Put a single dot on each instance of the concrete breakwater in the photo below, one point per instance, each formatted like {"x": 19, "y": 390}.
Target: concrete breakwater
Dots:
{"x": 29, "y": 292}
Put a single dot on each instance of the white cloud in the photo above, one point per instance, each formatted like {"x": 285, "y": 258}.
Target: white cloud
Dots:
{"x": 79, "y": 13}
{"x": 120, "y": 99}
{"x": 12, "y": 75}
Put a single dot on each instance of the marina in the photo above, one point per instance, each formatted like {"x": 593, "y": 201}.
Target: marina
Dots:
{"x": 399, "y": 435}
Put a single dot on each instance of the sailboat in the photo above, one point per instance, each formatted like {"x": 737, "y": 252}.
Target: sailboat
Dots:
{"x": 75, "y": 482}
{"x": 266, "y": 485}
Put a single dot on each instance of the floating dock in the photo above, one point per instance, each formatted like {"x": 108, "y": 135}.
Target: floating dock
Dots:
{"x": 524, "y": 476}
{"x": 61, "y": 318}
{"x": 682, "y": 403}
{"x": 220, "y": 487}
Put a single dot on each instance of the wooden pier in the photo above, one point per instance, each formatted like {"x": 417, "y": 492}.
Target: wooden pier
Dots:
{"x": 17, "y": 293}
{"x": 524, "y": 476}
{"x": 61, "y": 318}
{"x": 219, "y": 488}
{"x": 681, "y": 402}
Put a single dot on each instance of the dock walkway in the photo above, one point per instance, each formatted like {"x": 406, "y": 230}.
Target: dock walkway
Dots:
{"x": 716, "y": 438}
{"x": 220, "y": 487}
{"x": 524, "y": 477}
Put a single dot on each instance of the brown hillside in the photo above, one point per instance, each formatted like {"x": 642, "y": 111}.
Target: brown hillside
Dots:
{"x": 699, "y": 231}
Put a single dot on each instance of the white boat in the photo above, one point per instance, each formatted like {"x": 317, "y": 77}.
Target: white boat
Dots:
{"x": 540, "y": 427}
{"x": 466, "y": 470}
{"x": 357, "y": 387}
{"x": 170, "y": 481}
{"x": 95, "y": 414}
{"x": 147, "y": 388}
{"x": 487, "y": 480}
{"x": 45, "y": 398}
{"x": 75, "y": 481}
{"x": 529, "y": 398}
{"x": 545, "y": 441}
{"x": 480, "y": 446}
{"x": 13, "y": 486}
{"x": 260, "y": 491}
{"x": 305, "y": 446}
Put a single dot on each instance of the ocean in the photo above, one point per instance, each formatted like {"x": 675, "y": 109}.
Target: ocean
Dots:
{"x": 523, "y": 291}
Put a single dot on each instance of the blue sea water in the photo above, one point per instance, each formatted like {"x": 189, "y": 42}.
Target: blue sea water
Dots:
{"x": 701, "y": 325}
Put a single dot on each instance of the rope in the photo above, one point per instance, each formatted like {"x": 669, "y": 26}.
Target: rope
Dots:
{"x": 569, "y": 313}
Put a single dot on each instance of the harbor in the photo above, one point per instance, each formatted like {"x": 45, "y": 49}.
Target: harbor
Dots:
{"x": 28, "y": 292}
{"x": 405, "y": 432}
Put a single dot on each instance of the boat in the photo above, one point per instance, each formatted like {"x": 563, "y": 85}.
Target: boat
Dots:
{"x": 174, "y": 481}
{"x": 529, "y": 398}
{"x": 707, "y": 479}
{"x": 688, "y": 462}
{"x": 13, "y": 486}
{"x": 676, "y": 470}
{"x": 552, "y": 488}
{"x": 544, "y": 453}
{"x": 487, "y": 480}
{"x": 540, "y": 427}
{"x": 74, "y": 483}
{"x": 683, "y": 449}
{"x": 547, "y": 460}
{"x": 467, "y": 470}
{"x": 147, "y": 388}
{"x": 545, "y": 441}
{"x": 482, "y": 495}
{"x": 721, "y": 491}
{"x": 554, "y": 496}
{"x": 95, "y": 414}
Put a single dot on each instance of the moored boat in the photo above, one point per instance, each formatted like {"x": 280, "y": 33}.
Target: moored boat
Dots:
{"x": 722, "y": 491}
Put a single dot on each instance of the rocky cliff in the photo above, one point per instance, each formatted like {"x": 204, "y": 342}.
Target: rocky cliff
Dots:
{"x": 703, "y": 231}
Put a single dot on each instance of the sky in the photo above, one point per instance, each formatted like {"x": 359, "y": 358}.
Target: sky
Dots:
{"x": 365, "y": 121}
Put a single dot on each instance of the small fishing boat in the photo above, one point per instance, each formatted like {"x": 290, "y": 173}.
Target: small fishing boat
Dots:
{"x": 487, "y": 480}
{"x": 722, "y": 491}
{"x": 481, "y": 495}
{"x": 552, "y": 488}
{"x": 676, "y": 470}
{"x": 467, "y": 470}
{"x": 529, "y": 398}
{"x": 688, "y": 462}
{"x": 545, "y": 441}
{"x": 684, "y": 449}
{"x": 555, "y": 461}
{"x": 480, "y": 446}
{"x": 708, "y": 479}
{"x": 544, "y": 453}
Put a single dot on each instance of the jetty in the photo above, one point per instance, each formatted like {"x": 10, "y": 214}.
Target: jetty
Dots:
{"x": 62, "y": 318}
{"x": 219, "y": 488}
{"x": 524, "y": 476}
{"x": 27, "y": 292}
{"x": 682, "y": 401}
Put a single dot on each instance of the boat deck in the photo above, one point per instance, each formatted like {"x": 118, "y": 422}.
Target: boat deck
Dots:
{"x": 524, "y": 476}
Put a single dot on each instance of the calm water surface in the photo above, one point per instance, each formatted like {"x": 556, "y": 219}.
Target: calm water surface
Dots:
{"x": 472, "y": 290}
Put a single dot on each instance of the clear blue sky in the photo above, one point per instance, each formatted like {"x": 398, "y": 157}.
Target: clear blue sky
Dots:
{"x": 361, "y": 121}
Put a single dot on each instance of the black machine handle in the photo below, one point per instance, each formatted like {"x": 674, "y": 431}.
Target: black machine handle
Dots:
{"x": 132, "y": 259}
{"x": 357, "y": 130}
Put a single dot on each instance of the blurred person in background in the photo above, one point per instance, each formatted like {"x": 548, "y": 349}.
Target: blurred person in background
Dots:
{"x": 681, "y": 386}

→ EXERCISE DIRECTIONS
Convert all of the material above into a numbered list, one line per item, with blank lines omitted.

→ SOLUTION TO THIS TASK
1. Put a single dot on each instance of the concrete breakwater in the photo below, one point per instance, each formatted like {"x": 19, "y": 390}.
2. Target: concrete breakwater
3. Dots:
4. {"x": 29, "y": 292}
5. Put a single dot on each instance of the white cloud in the photo above, one point per instance, each formatted like {"x": 285, "y": 258}.
6. Target: white cloud
7. Dots:
8. {"x": 79, "y": 13}
9. {"x": 120, "y": 99}
10. {"x": 12, "y": 75}
11. Put a single dot on each instance of the marina in the photo above, one point per instance, each formatted like {"x": 593, "y": 201}.
12. Target: marina
13. Dots:
14. {"x": 399, "y": 435}
15. Put a single dot on each instance of the sailboat in the photo above, one point per instance, each formatted like {"x": 737, "y": 252}.
16. Target: sailboat
17. Dots:
18. {"x": 75, "y": 482}
19. {"x": 266, "y": 485}
20. Put a single dot on each instance of the floating dock in the photo above, one point per instance, each formatted like {"x": 108, "y": 135}.
21. Target: floating dock
22. Dots:
23. {"x": 524, "y": 476}
24. {"x": 61, "y": 318}
25. {"x": 682, "y": 403}
26. {"x": 220, "y": 487}
27. Put a single dot on each instance of the wooden pier in the photo above, one point per instance, each formatted like {"x": 417, "y": 492}.
28. Target: wooden pier
29. Dots:
30. {"x": 17, "y": 293}
31. {"x": 524, "y": 476}
32. {"x": 61, "y": 318}
33. {"x": 219, "y": 488}
34. {"x": 681, "y": 402}
35. Put a single dot on each instance of the dock walkway in the photo above, one point per instance, each formatted like {"x": 406, "y": 230}.
36. Target: dock walkway
37. Dots:
38. {"x": 716, "y": 438}
39. {"x": 220, "y": 487}
40. {"x": 524, "y": 477}
41. Put a single dot on each instance of the brown hillside in the photo above, one point per instance, each formatted like {"x": 642, "y": 111}.
42. Target: brown hillside
43. Dots:
44. {"x": 699, "y": 231}
45. Put a single dot on each instance of the white boat in the photo above, one point per instance, each formatted like {"x": 317, "y": 77}.
46. Target: white boat
47. Dots:
48. {"x": 540, "y": 427}
49. {"x": 466, "y": 470}
50. {"x": 357, "y": 387}
51. {"x": 170, "y": 481}
52. {"x": 95, "y": 414}
53. {"x": 147, "y": 388}
54. {"x": 487, "y": 480}
55. {"x": 45, "y": 398}
56. {"x": 75, "y": 481}
57. {"x": 529, "y": 398}
58. {"x": 545, "y": 441}
59. {"x": 480, "y": 446}
60. {"x": 13, "y": 486}
61. {"x": 260, "y": 491}
62. {"x": 305, "y": 446}
63. Put a single dot on each instance of the ocean in the photo above, one point per instance, each formatted like {"x": 675, "y": 109}.
64. Target: ocean
65. Dots:
66. {"x": 523, "y": 291}
67. Put a single dot on each instance of the blue sea water in the photo above, one point per instance, each formatted like {"x": 189, "y": 42}.
68. Target: blue sea water
69. Dots:
70. {"x": 701, "y": 325}
71. Put a single dot on each instance of the rope in the photo above, one point per instance, each formatted like {"x": 669, "y": 26}.
72. Target: rope
73. Dots:
74. {"x": 569, "y": 313}
75. Put a single dot on each instance of the harbor in the photo above, one point per instance, each formatted like {"x": 45, "y": 49}.
76. Target: harbor
77. Dots:
78. {"x": 28, "y": 292}
79. {"x": 405, "y": 432}
80. Put a single dot on each instance of the boat in the photo above, one point per instance, each formatted like {"x": 563, "y": 85}.
81. Target: boat
82. Dots:
83. {"x": 174, "y": 481}
84. {"x": 529, "y": 398}
85. {"x": 707, "y": 479}
86. {"x": 688, "y": 462}
87. {"x": 13, "y": 486}
88. {"x": 676, "y": 470}
89. {"x": 552, "y": 488}
90. {"x": 544, "y": 453}
91. {"x": 487, "y": 480}
92. {"x": 540, "y": 427}
93. {"x": 74, "y": 483}
94. {"x": 683, "y": 449}
95. {"x": 547, "y": 460}
96. {"x": 467, "y": 470}
97. {"x": 147, "y": 388}
98. {"x": 545, "y": 441}
99. {"x": 482, "y": 495}
100. {"x": 721, "y": 491}
101. {"x": 554, "y": 496}
102. {"x": 95, "y": 414}
103. Put a single dot on each instance of the moored boat in the photo above, one point per instance, each formatted like {"x": 280, "y": 33}.
104. Target: moored boat
105. Dots:
106. {"x": 722, "y": 491}
107. Put a single dot on each instance of the rocky cliff in the photo above, one point per instance, each formatted like {"x": 204, "y": 342}.
108. Target: rocky cliff
109. Dots:
110. {"x": 703, "y": 231}
111. Put a single dot on each instance of the sky in the photo above, one point per instance, each formatted like {"x": 359, "y": 358}.
112. Target: sky
113. Dots:
114. {"x": 365, "y": 121}
115. Put a single dot on each instance of the small fishing boat in the photo above, one point per instance, each formatted like {"x": 290, "y": 173}.
116. Target: small fishing boat
117. Dots:
118. {"x": 487, "y": 480}
119. {"x": 722, "y": 491}
120. {"x": 481, "y": 495}
121. {"x": 552, "y": 488}
122. {"x": 676, "y": 470}
123. {"x": 467, "y": 470}
124. {"x": 529, "y": 398}
125. {"x": 688, "y": 462}
126. {"x": 545, "y": 441}
127. {"x": 684, "y": 449}
128. {"x": 555, "y": 461}
129. {"x": 480, "y": 446}
130. {"x": 708, "y": 479}
131. {"x": 544, "y": 453}
132. Put a single dot on each instance of the jetty in the photo above, one point per instance, each formatted like {"x": 10, "y": 214}.
133. Target: jetty
134. Dots:
135. {"x": 62, "y": 318}
136. {"x": 219, "y": 488}
137. {"x": 524, "y": 476}
138. {"x": 27, "y": 292}
139. {"x": 682, "y": 401}
140. Put a single dot on each instance of the boat deck in the photo above, one point per instance, each formatted like {"x": 118, "y": 422}.
141. Target: boat deck
142. Dots:
143. {"x": 524, "y": 476}
144. Put a single dot on each instance of the calm water surface in the photo above, one point per instance, each formatted like {"x": 556, "y": 219}.
145. Target: calm water surface
146. Dots:
147. {"x": 472, "y": 290}
148. Put a single dot on each instance of the clear blue sky in the photo above, one point per instance, each formatted like {"x": 398, "y": 157}.
149. Target: clear blue sky
150. Dots:
151. {"x": 361, "y": 121}
152. Put a single dot on each instance of the black machine handle in the photo below, one point per instance, each formatted like {"x": 674, "y": 431}.
153. Target: black machine handle
154. Dots:
155. {"x": 132, "y": 259}
156. {"x": 357, "y": 130}
157. Put a single dot on each instance of the blurred person in background in the photo above, one point per instance, each formatted like {"x": 548, "y": 349}.
158. Target: blurred person in background
159. Dots:
160. {"x": 681, "y": 386}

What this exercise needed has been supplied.